[Point localization data]
<<<<
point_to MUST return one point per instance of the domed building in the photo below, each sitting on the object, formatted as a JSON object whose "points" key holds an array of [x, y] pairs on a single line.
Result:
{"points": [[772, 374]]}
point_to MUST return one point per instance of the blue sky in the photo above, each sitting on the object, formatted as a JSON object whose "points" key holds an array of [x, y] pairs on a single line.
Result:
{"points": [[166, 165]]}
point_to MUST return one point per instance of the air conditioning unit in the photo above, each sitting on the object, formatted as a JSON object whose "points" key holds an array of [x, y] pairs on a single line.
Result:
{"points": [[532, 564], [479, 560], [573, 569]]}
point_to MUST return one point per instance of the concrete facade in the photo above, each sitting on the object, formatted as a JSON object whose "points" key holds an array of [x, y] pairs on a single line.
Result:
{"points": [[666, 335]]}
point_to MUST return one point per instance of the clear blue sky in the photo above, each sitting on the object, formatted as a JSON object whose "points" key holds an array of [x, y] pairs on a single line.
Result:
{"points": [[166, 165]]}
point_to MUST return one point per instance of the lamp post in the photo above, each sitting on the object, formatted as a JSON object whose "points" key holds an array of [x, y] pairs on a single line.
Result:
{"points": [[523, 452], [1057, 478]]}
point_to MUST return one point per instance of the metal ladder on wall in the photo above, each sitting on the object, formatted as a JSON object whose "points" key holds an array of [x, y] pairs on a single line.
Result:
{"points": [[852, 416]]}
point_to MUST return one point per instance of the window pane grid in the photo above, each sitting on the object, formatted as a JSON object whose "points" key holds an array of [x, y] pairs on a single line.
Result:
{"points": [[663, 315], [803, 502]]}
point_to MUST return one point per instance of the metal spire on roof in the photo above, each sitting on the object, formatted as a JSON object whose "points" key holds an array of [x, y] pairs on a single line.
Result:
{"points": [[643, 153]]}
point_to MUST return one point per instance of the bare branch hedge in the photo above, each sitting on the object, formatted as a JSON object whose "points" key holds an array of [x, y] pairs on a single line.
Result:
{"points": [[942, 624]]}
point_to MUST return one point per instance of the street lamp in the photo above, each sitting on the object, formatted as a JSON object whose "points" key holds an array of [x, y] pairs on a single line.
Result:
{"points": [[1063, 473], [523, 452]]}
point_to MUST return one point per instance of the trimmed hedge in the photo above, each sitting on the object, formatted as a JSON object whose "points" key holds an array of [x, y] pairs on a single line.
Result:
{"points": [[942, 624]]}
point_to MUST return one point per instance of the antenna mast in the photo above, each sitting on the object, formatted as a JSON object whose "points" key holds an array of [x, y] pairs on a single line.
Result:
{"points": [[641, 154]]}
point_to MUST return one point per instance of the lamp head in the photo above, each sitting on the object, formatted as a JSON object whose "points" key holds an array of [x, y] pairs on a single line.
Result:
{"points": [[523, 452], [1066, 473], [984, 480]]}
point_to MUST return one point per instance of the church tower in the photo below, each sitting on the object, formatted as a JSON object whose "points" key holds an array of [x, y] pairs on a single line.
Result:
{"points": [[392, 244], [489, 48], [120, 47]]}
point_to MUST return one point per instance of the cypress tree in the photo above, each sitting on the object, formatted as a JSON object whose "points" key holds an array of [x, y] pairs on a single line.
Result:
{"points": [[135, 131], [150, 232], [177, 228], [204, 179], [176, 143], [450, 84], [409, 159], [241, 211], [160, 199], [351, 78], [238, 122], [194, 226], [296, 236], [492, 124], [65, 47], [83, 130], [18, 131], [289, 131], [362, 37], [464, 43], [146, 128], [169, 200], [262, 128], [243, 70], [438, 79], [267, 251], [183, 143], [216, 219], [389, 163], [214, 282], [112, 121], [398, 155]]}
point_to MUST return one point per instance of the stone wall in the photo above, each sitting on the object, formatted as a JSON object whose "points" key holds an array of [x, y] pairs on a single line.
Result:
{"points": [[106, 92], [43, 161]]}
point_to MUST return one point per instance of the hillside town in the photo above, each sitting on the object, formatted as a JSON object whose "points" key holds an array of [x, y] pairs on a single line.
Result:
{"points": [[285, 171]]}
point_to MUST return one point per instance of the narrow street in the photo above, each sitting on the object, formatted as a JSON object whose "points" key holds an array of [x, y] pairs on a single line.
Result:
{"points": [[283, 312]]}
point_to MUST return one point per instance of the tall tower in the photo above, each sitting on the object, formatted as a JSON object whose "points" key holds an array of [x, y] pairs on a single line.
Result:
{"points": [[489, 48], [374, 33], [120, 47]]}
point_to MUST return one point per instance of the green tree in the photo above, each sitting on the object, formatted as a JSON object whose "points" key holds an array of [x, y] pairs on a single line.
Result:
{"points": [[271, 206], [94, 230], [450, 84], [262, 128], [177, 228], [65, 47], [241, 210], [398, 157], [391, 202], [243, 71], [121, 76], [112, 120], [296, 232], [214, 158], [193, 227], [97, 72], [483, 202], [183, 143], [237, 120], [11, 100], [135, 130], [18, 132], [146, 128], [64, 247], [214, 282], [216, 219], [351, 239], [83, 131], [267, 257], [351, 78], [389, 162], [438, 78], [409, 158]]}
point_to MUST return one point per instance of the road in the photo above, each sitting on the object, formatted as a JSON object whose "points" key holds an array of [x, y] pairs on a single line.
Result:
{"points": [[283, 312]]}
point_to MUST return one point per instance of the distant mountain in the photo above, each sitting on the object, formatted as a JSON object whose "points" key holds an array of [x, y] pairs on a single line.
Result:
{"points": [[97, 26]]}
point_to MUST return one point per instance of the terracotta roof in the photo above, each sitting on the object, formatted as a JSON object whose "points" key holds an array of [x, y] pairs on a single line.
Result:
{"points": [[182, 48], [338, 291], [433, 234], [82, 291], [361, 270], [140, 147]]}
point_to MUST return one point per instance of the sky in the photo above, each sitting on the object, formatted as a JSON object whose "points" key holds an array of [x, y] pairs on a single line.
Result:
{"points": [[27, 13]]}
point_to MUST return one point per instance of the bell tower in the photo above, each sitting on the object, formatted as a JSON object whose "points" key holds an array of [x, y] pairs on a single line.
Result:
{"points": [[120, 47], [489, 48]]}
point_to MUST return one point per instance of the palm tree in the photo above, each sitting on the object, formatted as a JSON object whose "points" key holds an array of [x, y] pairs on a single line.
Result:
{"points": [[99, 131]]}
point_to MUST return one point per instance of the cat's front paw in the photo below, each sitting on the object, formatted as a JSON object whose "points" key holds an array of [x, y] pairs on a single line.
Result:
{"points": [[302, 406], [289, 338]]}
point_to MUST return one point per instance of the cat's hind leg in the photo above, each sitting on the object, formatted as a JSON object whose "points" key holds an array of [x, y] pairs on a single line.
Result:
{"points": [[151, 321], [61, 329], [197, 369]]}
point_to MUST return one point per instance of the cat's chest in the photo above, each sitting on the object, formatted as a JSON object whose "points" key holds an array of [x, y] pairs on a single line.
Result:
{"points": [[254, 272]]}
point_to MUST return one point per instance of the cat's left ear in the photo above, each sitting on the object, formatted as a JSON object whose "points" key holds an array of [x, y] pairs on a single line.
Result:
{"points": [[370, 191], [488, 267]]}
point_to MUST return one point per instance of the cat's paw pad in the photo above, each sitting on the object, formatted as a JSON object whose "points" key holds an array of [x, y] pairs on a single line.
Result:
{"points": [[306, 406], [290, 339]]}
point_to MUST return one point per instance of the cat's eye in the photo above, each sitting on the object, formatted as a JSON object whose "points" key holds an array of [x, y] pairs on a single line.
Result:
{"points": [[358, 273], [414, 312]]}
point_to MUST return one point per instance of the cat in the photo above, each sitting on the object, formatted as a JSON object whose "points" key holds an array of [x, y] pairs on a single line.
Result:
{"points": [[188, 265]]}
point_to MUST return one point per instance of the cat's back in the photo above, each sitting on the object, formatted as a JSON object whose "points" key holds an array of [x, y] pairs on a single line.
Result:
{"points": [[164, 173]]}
>>>>
(WHAT TO DO):
From the first line to the last, return the data above exactly.

(SOLUTION):
point_to MUST return one point per instance of the domed building in the photo below, each sitting on the object, formatted as a JSON object whose "points" key holds an array of [x, y] pairs on a single line.
Result:
{"points": [[772, 374]]}
point_to MUST return one point per instance of the blue sky in the photo above, each sitting on the object, formatted as a JSON object whose "points" key holds an array of [x, y] pairs on a single line.
Result:
{"points": [[166, 165]]}
point_to MUST return one point per instance of the air conditioning unit in the photo above, each sitting on the object, formatted as a JSON object whose "points" key holds an array of [x, y] pairs on a single line.
Result:
{"points": [[532, 564], [479, 560], [573, 569]]}
point_to MUST return one point per instance of the concrete facade in the photo above, each sitting on the object, formatted as a JSON object whose "points" key holds an array of [x, y] pairs on a single line.
Result:
{"points": [[666, 335]]}
point_to MUST return one point per instance of the clear blue sky in the photo above, each sitting on the object, formatted as a JSON object whose "points" key holds an array of [x, y] pairs on a single line.
Result:
{"points": [[166, 165]]}
point_to MUST return one point per instance of the lamp post in the photo above, each sitting on the object, formatted as a JSON object whose "points" key holds an array of [x, y] pairs on a single line.
Result:
{"points": [[523, 452], [1057, 478]]}
point_to MUST return one point per instance of the metal ladder on wall in the photo above, each sitting on the object, formatted as a JSON object whose "points" key holds an array of [x, y] pairs on a single line.
Result:
{"points": [[852, 416]]}
point_to MUST return one point per instance of the window pane grid in the photo above, each sitting on the object, formatted as a JSON object whose "points" key holds an array of [x, y] pairs on a single line.
Result:
{"points": [[663, 315], [803, 502]]}
point_to MUST return one point per instance of the metal spire on roof in the photo above, each sitting on the object, formatted as a JSON object whose "points" key holds an array of [x, y] pairs on a single line.
Result:
{"points": [[643, 153]]}
point_to MUST return one point per instance of the bare branch hedge in the photo above, each sitting on the object, formatted as a JSON object whose "points" key holds an array of [x, y] pairs on a single line.
Result:
{"points": [[942, 624]]}
point_to MUST return one point per instance of the street lamp in the photo above, each sitting on the object, formatted as a JSON object whose "points" key holds an array of [x, y] pairs on a single line.
Result:
{"points": [[1063, 473], [523, 452]]}
point_to MUST return one point per instance of the trimmed hedge in the photo above, each sitting on the object, formatted as a JSON object whose "points" key holds an array of [x, y] pairs on a single line.
Result:
{"points": [[942, 624]]}
point_to MUST return one point per instance of the antenna mast in the photo above, each sitting on the object, formatted as a JSON object whose "points" key holds an array of [x, y] pairs on a single line.
Result:
{"points": [[641, 154]]}
point_to MUST return one point per instance of the lamp head in the photo above, each sitting on the object, formatted as a JSON object whose "points" key holds an array of [x, y] pairs on a single line.
Result:
{"points": [[523, 452], [1066, 473], [984, 480]]}
point_to MUST return one point per instance of the church tower in the photo below, each sitting on the object, formatted as a JSON object whose "points" key holds an array of [x, y] pairs on a single line.
Result:
{"points": [[392, 244], [489, 48], [120, 47]]}
point_to MUST return one point per instance of the cypress tree in the photo above, each sitting on the object, formatted as a JSON object whose "points" key holds an array of [x, y] pairs on a single line.
Result:
{"points": [[135, 131], [150, 232], [177, 228], [204, 179], [176, 143], [450, 84], [409, 159], [241, 211], [160, 199], [351, 78], [238, 122], [194, 226], [296, 236], [492, 124], [65, 47], [83, 130], [18, 131], [289, 131], [362, 37], [464, 43], [146, 128], [169, 200], [262, 128], [243, 70], [438, 79], [267, 251], [183, 143], [216, 219], [389, 163], [214, 282], [112, 121], [398, 155]]}
point_to MUST return one point per instance of the stone wall in the photo above, each sitting on the object, formatted as a JSON object whose "points" key holds an array of [x, y] pairs on a single line.
Result:
{"points": [[106, 92], [43, 161]]}
point_to MUST return one point per instance of the hillside town in the photo above, each sitting on the object, formatted as a JSON object whose "points" key holds an array of [x, y] pairs on a single line.
Result:
{"points": [[285, 171]]}
point_to MUST return one point per instance of the narrow street in the photo above, each sitting on the object, formatted as a JSON object whose "points" key holds an array of [x, y] pairs on a single line.
Result:
{"points": [[283, 312]]}
point_to MUST return one point per instance of the tall tower in the photo above, each sitting on the object, formatted as a JSON object whose "points" key holds an array of [x, y] pairs on a single line.
Result:
{"points": [[489, 48], [374, 33], [120, 47]]}
point_to MUST return one point per instance of the green tree in the photo above, each sitting on the object, formatted as a JSON object whose "points" key holds an array of [x, y] pairs on a single line.
Result:
{"points": [[271, 206], [94, 230], [450, 84], [262, 128], [177, 228], [65, 47], [241, 210], [398, 157], [391, 202], [243, 71], [121, 76], [112, 120], [296, 232], [214, 158], [193, 227], [97, 72], [483, 202], [183, 143], [237, 120], [11, 100], [135, 130], [18, 132], [146, 128], [64, 247], [214, 282], [216, 219], [351, 239], [83, 131], [267, 257], [351, 78], [389, 162], [438, 78], [409, 158]]}
point_to MUST return one point per instance of the road in the photo above, each sitting on the object, formatted as a JSON object whose "points" key holds an array of [x, y] pairs on a single line.
Result:
{"points": [[283, 312]]}
point_to MUST return one point per instance of the distant mountain in the photo above, each sitting on the object, formatted as a JSON object whose "points" key holds an array of [x, y] pairs on a single line.
Result:
{"points": [[97, 26]]}
point_to MUST return one point per instance of the terracotta roof in the photo above, each sitting on the object, formatted as a JSON object whose "points" key holds an array of [x, y] pairs on a single line.
Result:
{"points": [[182, 48], [338, 291], [433, 234], [82, 291], [361, 270], [140, 147]]}
point_to MUST return one point per instance of the sky in the photo above, each sitting on the object, formatted as a JSON object whose "points" key holds an array of [x, y] pairs on a single line.
Result:
{"points": [[27, 13]]}
point_to MUST return one point per instance of the bell tower in the photo above, each sitting on the object, formatted as a JSON object whose "points" key holds an array of [x, y] pairs on a single line.
Result:
{"points": [[120, 47], [489, 48]]}
point_to MUST return one point per instance of the palm tree in the photo above, each sitting on the object, formatted as a JSON object whose "points" key holds an array of [x, y] pairs on a single line.
Result:
{"points": [[99, 131]]}
point_to MUST return one point per instance of the cat's front paw in the photo below, each sitting on the object, formatted as a JSON object whose "points" key holds an array of [x, y] pairs on a single line.
Result:
{"points": [[302, 406], [289, 338]]}
point_to MUST return one point per instance of the cat's hind leg in the photo above, each sitting on the object, formatted as a JSON object whose "points" key holds an array of [x, y] pairs on a single line.
Result:
{"points": [[151, 321], [61, 329], [197, 369]]}
point_to MUST return one point per instance of the cat's chest in the photo above, each sitting on the object, formatted as a JSON object whose "points" key holds an array of [x, y] pairs on a single line.
Result:
{"points": [[254, 272]]}
point_to MUST return one point per instance of the cat's left ear in the photo above, each sitting on the object, formatted as a JSON object whose "points" key holds an array of [x, y] pairs on a single line.
Result:
{"points": [[370, 191], [488, 267]]}
point_to MUST return one point per instance of the cat's paw pad in the photo above, each sitting on the object, formatted as a JSON object whose "points" key holds an array of [x, y] pairs on a single line.
Result:
{"points": [[306, 406], [290, 339]]}
point_to MUST return one point per instance of the cat's eye in the photo above, each sitting on the object, formatted as a JSON object whose "points" key holds an array of [x, y] pairs on a single line.
Result:
{"points": [[358, 273], [414, 312]]}
point_to MUST return one point per instance of the cat in the photo above, each sitting on the object, formatted as a JSON object whose "points" key holds an array of [x, y] pairs on a single line.
Result:
{"points": [[188, 265]]}
point_to MUST return one point per instance of the cat's back in the photo above, each sitting on the object, formatted as a JSON object whose "points" key holds an array of [x, y] pairs on a single line.
Result:
{"points": [[164, 173]]}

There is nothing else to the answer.